### [Document excerpt]
──────────────────────────────
The owner of the hotel, a Khaksar named Allah Dad Khan, was arrested a few weeks before the incident without charge and released after some days. He informed the CID that a suspicious man claiming to be from the CID had come to stay. Why the CID did not arrest him for impersonation when the hotel owner had notified them remains a mystery. As noted earlier, Akbar’s movements were under the official surveillance of the CID, but he managed to slip away the day before the assassination and despite the fact that he was sitting in the front row at Company Bagh, the CID did not identify or locate him.
While the hotel clerk noted that he had left around 2 pm, a report in Daily Afaq of Lahore of October 28, 1951 noted that “on the fateful day, Saed Akbar was seen helping Muslim League workers in making arrangements for the meeting. Police found a copy of a local newspaper, Parwaz-e-Jadeed, in his room. He had been working with the organizers since noon that day. He had brought a box of pineapple which he shared with a member of the Muslim League National Guard and he later sat down with thirteen other people in the first row, just in front of the dais. They had been sitting there since 1:10pm.”
After the enquiry commission was set up, Begum Rana Liaquat Ali Khan accused it of blocking the investigation and instead wasting time on the denials of police officers. The police investigation was later headed by IG Special Police Establishment (a federal entity that was later succeeded by the FIA) Nawbazada Mirza Aitizazuddin, who by various accounts had confided to Begum Rana Liaquat that he had discovered the hands of conspirators. Ominously, the plane carrying him from Lahore to Peshawar crashed in the Khewra salt range on August 26, 1952. The Air Investigation Board’s report about this “accident” was never made public. All documents pertaining to the investigation of Liaquat’s assassination were burnt in the crash, and the case came to a convenient standstill.
──────────────────────────────
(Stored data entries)
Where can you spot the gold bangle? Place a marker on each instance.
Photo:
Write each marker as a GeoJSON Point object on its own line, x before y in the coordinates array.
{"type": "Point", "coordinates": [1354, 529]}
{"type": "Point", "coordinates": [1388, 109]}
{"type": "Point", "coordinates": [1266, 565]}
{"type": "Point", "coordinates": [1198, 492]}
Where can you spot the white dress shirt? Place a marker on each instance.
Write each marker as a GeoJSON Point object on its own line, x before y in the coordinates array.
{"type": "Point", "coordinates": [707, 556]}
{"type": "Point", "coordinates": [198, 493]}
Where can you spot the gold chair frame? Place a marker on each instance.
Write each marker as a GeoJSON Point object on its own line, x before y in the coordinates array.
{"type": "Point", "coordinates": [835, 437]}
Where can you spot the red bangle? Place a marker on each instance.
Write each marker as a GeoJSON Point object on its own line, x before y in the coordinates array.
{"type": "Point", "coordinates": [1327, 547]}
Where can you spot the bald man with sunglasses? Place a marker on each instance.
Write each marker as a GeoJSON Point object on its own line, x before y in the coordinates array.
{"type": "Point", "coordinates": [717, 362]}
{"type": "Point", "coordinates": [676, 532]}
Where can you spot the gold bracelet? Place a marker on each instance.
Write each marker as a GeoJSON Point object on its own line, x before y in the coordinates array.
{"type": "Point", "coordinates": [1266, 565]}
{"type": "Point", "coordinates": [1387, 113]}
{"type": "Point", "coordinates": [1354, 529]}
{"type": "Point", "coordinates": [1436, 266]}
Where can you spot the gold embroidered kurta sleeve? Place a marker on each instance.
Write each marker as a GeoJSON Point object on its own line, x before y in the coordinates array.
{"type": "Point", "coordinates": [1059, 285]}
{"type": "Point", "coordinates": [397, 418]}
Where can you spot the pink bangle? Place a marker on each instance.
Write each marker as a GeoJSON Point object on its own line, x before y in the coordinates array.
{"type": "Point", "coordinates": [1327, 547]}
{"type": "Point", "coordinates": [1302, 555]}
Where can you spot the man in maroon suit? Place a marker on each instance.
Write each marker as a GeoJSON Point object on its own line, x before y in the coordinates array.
──────────────────────────────
### [Task item A]
In the passage on the Liaquat assassination, where did the plane carrying Nawbazada Mirza Aitizazuddin crash?
### [Task item B]
Copy out the passage on the Liaquat assassination from "After the enquiry" up to and including "a convenient standstill.".

### [Final answer A]
It crashed in the Khewra salt range.

### [Final answer B]
After the enquiry commission was set up, Begum Rana Liaquat Ali Khan accused it of blocking the investigation and instead wasting time on the denials of police officers. The police investigation was later headed by IG Special Police Establishment (a federal entity that was later succeeded by the FIA) Nawbazada Mirza Aitizazuddin, who by various accounts had confided to Begum Rana Liaquat that he had discovered the hands of conspirators. Ominously, the plane carrying him from Lahore to Peshawar crashed in the Khewra salt range on August 26, 1952. The Air Investigation Board’s report about this “accident” was never made public. All documents pertaining to the investigation of Liaquat’s assassination were burnt in the crash, and the case came to a convenient standstill.